## Given text:

=== Section Start ===

A second poll, conducted in the Netherlands, suggested that chasing your liquid poison with food or water ultimately does little to improve the hangover experience.
Nearly 800 Canadian students were asked to subjectively discuss their single heaviest drinking experience during the previous month. Specifically, the students were asked to note the amount of alcohol consumed and total time spent drinking. All were also asked to indicate if they'd had a hangover, and, if so, to describe its severity.
While just over 30 percent said they didn't have a hangover, only about 10 percent of those individuals actually had an estimated blood-alcohol concentration (BAC) that exceeded 0.08 percent, the study said. A BAC of 0.08 percent is the point at which American drivers are considered legally impaired, according to the U.S. Governors Highway Safety Association.
What's more, nearly 80 percent of the supposedly "hangover-free" group registered an estimated BAC below 0.10 percent, while just 2 percent had a BAC of 0.20 percent or more, the study found.

=== Section End ===

## Task set:
1. Copy the hangover passage from "While just over" to "Highway Safety Association.", swapping "drivers" for "motorists".
2. Resume the hangover passage after its last sentence and continue it.
The entries have no role in anything asked here.

## Recorded data:
=== Section Start ===

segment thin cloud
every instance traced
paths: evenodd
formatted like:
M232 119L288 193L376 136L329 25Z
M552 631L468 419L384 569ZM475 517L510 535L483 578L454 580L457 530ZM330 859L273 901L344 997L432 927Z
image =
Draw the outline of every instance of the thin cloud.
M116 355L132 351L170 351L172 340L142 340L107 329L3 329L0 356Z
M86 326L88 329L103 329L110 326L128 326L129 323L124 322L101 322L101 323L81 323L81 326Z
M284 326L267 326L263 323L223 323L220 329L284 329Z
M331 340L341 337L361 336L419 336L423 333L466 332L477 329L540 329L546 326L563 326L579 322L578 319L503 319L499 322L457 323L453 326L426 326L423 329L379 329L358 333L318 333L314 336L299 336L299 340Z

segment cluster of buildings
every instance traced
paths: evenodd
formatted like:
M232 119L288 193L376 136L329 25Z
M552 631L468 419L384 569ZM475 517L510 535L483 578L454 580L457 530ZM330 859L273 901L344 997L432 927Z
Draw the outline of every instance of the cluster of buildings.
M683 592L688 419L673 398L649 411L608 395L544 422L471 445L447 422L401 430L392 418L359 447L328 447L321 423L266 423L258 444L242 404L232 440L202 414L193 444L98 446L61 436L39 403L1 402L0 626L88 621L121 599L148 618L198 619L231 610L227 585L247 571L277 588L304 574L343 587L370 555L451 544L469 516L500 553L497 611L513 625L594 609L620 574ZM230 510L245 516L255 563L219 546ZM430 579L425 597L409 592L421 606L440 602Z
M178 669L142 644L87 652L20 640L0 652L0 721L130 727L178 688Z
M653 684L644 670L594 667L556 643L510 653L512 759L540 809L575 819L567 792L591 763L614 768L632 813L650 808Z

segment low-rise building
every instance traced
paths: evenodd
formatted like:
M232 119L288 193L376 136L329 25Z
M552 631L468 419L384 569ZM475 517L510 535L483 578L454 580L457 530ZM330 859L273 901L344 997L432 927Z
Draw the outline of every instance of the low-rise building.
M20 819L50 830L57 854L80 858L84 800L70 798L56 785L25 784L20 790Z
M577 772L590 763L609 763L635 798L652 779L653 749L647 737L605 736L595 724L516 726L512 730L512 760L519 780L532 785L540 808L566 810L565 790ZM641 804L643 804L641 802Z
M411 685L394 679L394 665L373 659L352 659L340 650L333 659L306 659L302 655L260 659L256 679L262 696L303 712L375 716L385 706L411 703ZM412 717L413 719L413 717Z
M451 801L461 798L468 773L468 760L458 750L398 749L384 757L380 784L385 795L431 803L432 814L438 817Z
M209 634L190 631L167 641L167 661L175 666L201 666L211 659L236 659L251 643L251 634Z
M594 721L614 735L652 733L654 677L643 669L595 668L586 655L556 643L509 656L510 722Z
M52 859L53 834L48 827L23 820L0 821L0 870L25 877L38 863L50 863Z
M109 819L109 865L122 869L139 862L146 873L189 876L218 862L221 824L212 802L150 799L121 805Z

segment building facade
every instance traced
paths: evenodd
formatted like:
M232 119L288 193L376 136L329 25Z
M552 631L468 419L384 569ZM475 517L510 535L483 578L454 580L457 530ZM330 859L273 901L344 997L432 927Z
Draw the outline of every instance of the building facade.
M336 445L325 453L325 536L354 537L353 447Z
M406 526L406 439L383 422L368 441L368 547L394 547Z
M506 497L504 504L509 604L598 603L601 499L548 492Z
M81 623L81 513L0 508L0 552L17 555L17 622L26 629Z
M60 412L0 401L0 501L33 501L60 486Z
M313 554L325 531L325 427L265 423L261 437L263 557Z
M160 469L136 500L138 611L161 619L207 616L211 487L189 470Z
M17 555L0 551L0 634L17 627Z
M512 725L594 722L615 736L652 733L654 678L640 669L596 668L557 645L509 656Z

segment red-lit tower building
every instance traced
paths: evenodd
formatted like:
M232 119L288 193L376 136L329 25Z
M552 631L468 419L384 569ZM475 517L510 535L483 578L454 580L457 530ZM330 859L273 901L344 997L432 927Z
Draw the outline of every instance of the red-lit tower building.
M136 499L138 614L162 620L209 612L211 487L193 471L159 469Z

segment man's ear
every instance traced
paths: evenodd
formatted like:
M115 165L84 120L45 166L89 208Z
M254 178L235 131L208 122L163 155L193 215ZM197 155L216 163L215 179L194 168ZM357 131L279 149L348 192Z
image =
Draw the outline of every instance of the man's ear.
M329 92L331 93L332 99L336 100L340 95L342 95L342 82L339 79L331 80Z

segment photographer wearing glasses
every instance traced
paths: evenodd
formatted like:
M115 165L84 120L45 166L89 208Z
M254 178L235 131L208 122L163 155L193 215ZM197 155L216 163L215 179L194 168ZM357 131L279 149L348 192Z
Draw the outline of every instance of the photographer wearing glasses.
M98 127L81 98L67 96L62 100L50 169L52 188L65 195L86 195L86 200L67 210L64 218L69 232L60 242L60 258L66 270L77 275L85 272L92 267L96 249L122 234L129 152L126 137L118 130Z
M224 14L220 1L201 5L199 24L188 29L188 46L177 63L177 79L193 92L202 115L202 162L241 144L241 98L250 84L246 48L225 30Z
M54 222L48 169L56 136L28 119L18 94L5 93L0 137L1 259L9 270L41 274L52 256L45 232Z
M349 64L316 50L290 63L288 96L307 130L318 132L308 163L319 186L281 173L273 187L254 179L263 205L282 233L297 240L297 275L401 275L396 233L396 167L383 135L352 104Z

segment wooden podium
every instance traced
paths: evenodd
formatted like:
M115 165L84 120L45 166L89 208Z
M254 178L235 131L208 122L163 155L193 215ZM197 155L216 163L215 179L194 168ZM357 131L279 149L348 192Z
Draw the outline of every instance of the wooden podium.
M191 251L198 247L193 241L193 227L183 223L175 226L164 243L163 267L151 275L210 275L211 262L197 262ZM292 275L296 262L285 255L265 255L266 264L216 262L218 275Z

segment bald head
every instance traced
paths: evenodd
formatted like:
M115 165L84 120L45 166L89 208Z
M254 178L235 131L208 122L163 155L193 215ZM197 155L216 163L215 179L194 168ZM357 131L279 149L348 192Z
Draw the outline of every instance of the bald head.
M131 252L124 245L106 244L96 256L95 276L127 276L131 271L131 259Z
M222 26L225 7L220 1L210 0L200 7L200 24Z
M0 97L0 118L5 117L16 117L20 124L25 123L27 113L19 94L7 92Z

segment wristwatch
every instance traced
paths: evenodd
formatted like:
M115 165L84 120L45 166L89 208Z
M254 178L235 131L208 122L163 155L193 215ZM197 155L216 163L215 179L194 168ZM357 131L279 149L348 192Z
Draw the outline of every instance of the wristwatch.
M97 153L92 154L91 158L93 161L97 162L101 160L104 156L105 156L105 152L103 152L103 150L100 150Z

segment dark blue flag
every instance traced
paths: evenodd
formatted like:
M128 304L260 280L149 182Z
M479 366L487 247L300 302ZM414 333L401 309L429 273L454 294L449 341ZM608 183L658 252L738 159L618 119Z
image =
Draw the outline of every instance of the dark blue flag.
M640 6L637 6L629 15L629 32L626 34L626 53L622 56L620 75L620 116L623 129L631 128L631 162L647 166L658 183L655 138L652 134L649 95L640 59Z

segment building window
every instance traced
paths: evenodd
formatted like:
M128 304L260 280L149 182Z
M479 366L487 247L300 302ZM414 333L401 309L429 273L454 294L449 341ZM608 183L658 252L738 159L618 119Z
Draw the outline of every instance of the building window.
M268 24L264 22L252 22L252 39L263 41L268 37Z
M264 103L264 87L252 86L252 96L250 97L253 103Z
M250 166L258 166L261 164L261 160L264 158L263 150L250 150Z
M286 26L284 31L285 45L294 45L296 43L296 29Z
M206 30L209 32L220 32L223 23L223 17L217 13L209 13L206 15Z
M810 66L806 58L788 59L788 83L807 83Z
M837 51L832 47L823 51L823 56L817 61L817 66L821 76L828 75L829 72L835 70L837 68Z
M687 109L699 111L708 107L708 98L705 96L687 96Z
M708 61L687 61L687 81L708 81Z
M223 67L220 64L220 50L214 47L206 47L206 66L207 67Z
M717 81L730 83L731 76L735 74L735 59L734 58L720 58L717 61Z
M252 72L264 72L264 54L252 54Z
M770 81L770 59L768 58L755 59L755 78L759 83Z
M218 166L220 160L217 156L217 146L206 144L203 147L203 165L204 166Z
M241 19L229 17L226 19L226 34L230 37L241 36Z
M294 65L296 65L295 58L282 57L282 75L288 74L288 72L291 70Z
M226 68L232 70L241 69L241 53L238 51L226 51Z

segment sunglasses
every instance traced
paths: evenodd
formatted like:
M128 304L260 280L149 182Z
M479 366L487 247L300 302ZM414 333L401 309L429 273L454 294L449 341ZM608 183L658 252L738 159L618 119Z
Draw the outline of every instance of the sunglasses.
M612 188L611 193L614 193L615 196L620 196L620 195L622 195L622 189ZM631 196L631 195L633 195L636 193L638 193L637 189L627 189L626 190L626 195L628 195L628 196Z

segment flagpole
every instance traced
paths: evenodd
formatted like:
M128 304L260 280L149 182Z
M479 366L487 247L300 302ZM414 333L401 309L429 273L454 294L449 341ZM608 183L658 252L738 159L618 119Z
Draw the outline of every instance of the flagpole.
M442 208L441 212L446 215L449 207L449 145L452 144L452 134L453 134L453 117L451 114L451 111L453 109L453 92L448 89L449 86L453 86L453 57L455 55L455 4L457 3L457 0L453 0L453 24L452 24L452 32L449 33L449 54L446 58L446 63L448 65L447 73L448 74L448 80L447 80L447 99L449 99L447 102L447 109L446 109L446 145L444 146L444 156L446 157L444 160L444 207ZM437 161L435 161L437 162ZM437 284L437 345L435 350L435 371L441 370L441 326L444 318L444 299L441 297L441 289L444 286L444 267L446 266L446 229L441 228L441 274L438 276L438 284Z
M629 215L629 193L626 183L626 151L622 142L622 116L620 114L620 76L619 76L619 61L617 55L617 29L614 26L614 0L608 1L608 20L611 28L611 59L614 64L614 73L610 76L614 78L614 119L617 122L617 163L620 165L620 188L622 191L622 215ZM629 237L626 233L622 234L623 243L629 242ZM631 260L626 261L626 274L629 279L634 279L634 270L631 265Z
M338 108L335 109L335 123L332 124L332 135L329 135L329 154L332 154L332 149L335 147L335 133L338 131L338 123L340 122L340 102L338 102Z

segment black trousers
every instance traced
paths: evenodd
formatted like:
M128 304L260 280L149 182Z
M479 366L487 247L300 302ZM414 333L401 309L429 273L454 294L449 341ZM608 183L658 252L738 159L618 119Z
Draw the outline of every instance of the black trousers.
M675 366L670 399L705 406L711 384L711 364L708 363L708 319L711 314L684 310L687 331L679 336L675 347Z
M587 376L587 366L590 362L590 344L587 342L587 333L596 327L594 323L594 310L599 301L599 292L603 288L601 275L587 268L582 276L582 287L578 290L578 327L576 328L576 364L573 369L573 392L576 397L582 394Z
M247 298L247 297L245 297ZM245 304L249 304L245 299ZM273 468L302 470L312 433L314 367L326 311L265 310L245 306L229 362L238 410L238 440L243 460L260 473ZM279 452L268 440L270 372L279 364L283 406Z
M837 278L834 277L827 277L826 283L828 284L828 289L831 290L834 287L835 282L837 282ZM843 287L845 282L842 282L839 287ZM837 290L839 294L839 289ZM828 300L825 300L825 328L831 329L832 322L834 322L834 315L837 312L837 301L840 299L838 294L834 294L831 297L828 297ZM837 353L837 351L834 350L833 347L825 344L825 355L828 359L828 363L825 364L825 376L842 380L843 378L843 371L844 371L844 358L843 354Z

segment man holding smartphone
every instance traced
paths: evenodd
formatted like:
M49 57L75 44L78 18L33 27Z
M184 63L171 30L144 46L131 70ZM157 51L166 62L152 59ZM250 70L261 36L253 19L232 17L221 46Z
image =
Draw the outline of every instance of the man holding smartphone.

=== Section End ===

## Expected responses:
1.
While just over 30 percent said they didn't have a hangover, only about 10 percent of those individuals actually had an estimated blood-alcohol concentration (BAC) that exceeded 0.08 percent, the study said. A BAC of 0.08 percent is the point at which American motorists are considered legally impaired, according to the U.S. Governors Highway Safety Association.

2.
Among the top-drinking group, almost nobody claimed to be hangover-free. And the investigators concluded that it was highly unlikely that any heavy drinker had truly managed to elude the consequences that come with pounding back one too many.
The second survey focused on 825 Dutch students who offered details concerning their latest bout of big drinking and the hangover that followed.
Drink totals were tallied, and investigators noted whether food and/or water was also consumed either right after drinking (before bedtime) or the following morning once a hangover was already underway.
While nearly 55 percent said they had some food before bed, there was no clinical difference seen in the way such drinkers rated the severity of their subsequent hangover when compared with those who didn't eat immediately after drinking.
Similarly, the nearly 45 percent who said they downed a big breakfast the next day (and the 34 percent who consumed a lot of fatty foods) also saw little reduction in their hangover severity, the survey revealed.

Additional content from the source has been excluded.